Dataset rows on where objects appear:
-.-.-
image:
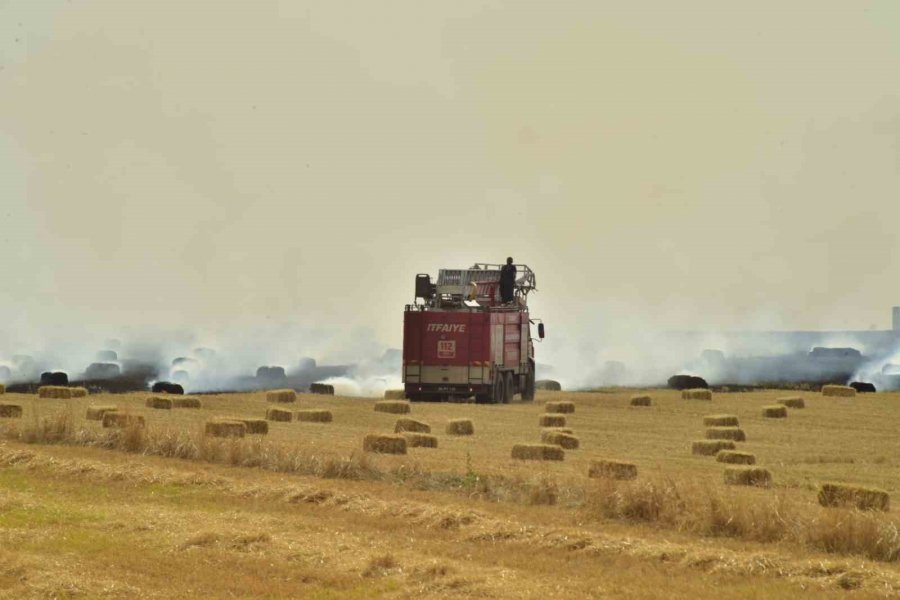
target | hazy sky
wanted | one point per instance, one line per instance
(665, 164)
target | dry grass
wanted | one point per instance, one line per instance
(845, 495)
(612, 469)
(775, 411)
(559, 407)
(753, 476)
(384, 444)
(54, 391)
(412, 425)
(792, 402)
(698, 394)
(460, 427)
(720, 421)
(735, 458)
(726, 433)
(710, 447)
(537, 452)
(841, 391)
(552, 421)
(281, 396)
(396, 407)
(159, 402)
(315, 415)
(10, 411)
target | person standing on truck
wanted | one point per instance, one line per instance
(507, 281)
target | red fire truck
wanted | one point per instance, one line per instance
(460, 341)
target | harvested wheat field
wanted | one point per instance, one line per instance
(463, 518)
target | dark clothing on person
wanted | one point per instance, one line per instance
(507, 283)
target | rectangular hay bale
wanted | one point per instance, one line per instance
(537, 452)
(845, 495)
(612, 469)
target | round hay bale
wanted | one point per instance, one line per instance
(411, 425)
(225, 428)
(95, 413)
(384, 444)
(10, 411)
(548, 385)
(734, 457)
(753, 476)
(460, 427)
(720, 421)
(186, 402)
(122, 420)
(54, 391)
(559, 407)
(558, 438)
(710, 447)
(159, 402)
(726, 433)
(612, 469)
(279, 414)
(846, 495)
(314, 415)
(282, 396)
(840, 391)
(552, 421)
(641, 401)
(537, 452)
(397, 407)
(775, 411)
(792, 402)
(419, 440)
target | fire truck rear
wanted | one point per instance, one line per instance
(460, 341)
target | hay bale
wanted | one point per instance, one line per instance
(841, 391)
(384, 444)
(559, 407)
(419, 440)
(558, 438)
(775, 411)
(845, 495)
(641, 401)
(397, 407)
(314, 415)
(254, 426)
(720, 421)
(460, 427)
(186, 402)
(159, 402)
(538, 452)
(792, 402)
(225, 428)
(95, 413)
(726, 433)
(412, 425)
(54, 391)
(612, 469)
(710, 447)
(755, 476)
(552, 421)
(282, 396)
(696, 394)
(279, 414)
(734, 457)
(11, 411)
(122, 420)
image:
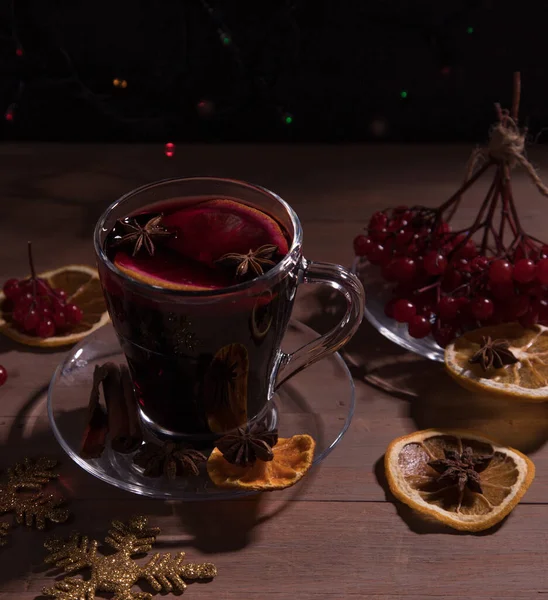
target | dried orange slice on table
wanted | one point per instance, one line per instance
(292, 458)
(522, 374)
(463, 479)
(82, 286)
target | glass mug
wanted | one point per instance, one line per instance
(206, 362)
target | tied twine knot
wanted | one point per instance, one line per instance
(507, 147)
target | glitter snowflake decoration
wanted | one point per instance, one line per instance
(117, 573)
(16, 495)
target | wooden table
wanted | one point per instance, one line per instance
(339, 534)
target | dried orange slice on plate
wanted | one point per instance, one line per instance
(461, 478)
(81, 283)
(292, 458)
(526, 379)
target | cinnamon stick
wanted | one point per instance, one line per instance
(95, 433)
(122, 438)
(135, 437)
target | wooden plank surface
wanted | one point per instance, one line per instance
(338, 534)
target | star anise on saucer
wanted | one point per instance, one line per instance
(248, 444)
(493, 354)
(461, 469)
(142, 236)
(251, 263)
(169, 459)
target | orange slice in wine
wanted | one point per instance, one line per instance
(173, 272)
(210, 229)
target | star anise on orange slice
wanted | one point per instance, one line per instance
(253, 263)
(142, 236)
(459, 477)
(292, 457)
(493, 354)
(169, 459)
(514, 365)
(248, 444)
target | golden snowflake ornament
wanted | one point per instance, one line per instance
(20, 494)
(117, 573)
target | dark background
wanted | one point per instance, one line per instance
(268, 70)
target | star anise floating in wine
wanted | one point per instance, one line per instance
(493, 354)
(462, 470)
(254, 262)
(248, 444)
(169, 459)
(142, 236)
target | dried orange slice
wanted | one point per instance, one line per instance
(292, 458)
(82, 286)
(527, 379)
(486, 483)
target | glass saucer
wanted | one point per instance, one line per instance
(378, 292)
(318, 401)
-.-.-
**EXERCISE DETAILS**
Write out the full listing verbatim, excluding its pictures.

**SOLUTION**
image:
target | hazy sky
wanted | one point per instance, one line per instance
(665, 164)
target | dry grass
wanted | one point per instance, one line per instance
(845, 495)
(612, 469)
(775, 411)
(559, 407)
(753, 476)
(384, 444)
(54, 391)
(412, 425)
(792, 402)
(698, 394)
(460, 427)
(720, 421)
(735, 458)
(726, 433)
(710, 447)
(537, 452)
(841, 391)
(552, 421)
(281, 396)
(396, 407)
(159, 402)
(315, 415)
(10, 411)
target | person standing on truck
wanted | one point per instance, one line per instance
(507, 281)
target | red fire truck
wanted | one point per instance, one line per instance
(460, 341)
target | harvested wheat field
wanted | one point per instance, one line per instance
(463, 518)
target | dark clothing on person
wanted | one point per instance, one line per instance
(507, 283)
target | rectangular hay bale
wanted | one point per instance, one line per instance
(537, 452)
(845, 495)
(612, 469)
target | round hay bale
wanted | one point per instance, one line per instance
(411, 425)
(225, 428)
(95, 413)
(384, 444)
(10, 411)
(548, 385)
(734, 457)
(753, 476)
(460, 427)
(720, 421)
(186, 402)
(122, 420)
(54, 391)
(559, 407)
(558, 438)
(710, 447)
(159, 402)
(726, 433)
(612, 469)
(279, 414)
(846, 495)
(314, 415)
(282, 396)
(840, 391)
(552, 421)
(641, 401)
(537, 452)
(397, 407)
(775, 411)
(792, 402)
(419, 440)
target | fire truck rear
wanted | one point per instance, one line per instance
(460, 341)
target | hay bale
wanted | one point per instance, one line per instance
(841, 391)
(384, 444)
(559, 407)
(419, 440)
(558, 438)
(775, 411)
(845, 495)
(641, 401)
(397, 407)
(314, 415)
(254, 426)
(720, 421)
(460, 427)
(186, 402)
(159, 402)
(538, 452)
(792, 402)
(225, 428)
(95, 413)
(726, 433)
(412, 425)
(54, 391)
(612, 469)
(710, 447)
(755, 476)
(552, 421)
(282, 396)
(696, 394)
(279, 414)
(734, 457)
(11, 411)
(122, 420)
image:
target | dried orange slice on table
wanted | one point per instance, one line per instance
(292, 458)
(522, 374)
(463, 479)
(82, 286)
target | glass mug
wanted | one point per instance, one line per instance
(206, 362)
target | tied twine knot
wanted | one point per instance, one line per instance
(507, 147)
target | glitter snowflake decoration
wanted | one point per instance, one line per instance
(117, 573)
(16, 495)
target | wooden table
wanted | one point per instance, one line per instance
(339, 534)
target | dried orange slice on plate
wanted | one point per instance, one line per instance
(461, 478)
(81, 283)
(292, 458)
(526, 379)
target | cinnamon stick
wanted | one point per instance, one line per instance
(95, 433)
(122, 438)
(135, 437)
target | wooden plank surface
wanted | one point per instance, one line per instance
(338, 534)
target | star anise on saucer
wanted | one point per instance, one line per instance
(248, 444)
(493, 354)
(461, 469)
(142, 236)
(251, 263)
(169, 459)
target | orange slice in wine
wanted | one point per instance, one line per instance
(173, 272)
(210, 229)
target | star anise on orange slice
wanted | one point per instance, one line per instance
(253, 263)
(142, 236)
(459, 477)
(292, 457)
(493, 354)
(169, 459)
(514, 365)
(248, 444)
target | golden snowflake ornament
wanted | one point per instance, one line per instance
(20, 494)
(117, 573)
target | dark background
wanted | one point per instance, one line per instance
(268, 70)
target | star anise floating in wine
wanted | one point per instance, one line per instance
(493, 354)
(462, 470)
(254, 262)
(248, 444)
(169, 459)
(142, 236)
target | dried orange slice
wanted | one point per instance, one line per instance
(292, 458)
(82, 286)
(527, 379)
(486, 483)
target | glass saucer
wanted | one point per instance, one line per instance
(378, 292)
(318, 401)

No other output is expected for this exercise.